### Written instruction
Present the data once more in exactly its original form.

Region annotation entries:
============================================================

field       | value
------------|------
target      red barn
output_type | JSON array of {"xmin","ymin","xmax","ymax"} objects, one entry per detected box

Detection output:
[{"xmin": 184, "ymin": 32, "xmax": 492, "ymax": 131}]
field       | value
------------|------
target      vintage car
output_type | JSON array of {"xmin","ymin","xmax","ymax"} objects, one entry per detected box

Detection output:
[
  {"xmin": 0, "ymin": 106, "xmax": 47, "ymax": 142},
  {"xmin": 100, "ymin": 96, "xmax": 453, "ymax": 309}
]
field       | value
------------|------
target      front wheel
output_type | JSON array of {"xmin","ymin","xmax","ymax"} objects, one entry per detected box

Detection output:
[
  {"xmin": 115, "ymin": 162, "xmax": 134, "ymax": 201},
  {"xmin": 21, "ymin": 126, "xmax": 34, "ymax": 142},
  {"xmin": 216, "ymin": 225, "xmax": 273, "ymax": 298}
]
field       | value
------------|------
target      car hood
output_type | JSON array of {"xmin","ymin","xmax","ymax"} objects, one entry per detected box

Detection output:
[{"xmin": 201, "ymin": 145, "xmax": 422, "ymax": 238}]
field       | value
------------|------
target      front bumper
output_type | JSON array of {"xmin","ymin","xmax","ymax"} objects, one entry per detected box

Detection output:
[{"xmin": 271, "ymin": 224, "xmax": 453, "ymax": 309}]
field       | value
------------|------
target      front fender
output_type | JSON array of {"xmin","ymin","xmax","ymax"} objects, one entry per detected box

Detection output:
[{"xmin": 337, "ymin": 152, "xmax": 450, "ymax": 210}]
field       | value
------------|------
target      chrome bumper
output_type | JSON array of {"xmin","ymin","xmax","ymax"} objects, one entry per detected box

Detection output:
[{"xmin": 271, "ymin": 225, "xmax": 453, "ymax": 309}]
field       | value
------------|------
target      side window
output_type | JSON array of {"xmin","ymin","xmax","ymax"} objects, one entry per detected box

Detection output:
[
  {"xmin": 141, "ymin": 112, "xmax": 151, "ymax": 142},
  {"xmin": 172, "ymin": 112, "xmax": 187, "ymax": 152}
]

============================================================

### Correct answer
field       | value
------------|------
target      red barn
output_type | JSON array of {"xmin","ymin","xmax","ymax"} objects, one entry per detected box

Detection output:
[{"xmin": 184, "ymin": 32, "xmax": 492, "ymax": 131}]
field       | value
------------|------
target      vintage car
output_type | JSON array of {"xmin","ymin","xmax","ymax"} objects, one entry per detected box

Detection output:
[
  {"xmin": 0, "ymin": 106, "xmax": 47, "ymax": 142},
  {"xmin": 100, "ymin": 96, "xmax": 453, "ymax": 309}
]
field       | value
------------|------
target      front wheel
output_type | JSON array of {"xmin","ymin","xmax","ymax"} objects, one entry per detected box

Detection output:
[
  {"xmin": 115, "ymin": 162, "xmax": 134, "ymax": 201},
  {"xmin": 21, "ymin": 126, "xmax": 34, "ymax": 142},
  {"xmin": 216, "ymin": 225, "xmax": 273, "ymax": 298}
]
field       | value
------------|------
target      car hood
output_type | JSON array of {"xmin","ymin","xmax","ymax"} objects, one entry per detected box

Detection output:
[{"xmin": 201, "ymin": 145, "xmax": 422, "ymax": 238}]
field       | value
------------|------
target      front bumper
output_type | JSON array of {"xmin","ymin","xmax","ymax"} objects, one entry per detected box

Detection output:
[{"xmin": 271, "ymin": 224, "xmax": 453, "ymax": 309}]
field       | value
------------|------
target      front fender
output_type | JSON array of {"xmin","ymin","xmax","ymax"} objects, one entry per detected box

Detection output:
[{"xmin": 337, "ymin": 152, "xmax": 450, "ymax": 210}]
field       | value
------------|------
target      chrome bumper
output_type | JSON array of {"xmin","ymin","xmax","ymax"} objects, one entry per detected box

Detection output:
[{"xmin": 271, "ymin": 225, "xmax": 453, "ymax": 309}]
field       | value
------------|------
target      side window
output_type | JSON array of {"xmin","ymin","xmax","ymax"} objects, one entry per detected box

Detection output:
[
  {"xmin": 141, "ymin": 112, "xmax": 151, "ymax": 142},
  {"xmin": 172, "ymin": 112, "xmax": 187, "ymax": 152}
]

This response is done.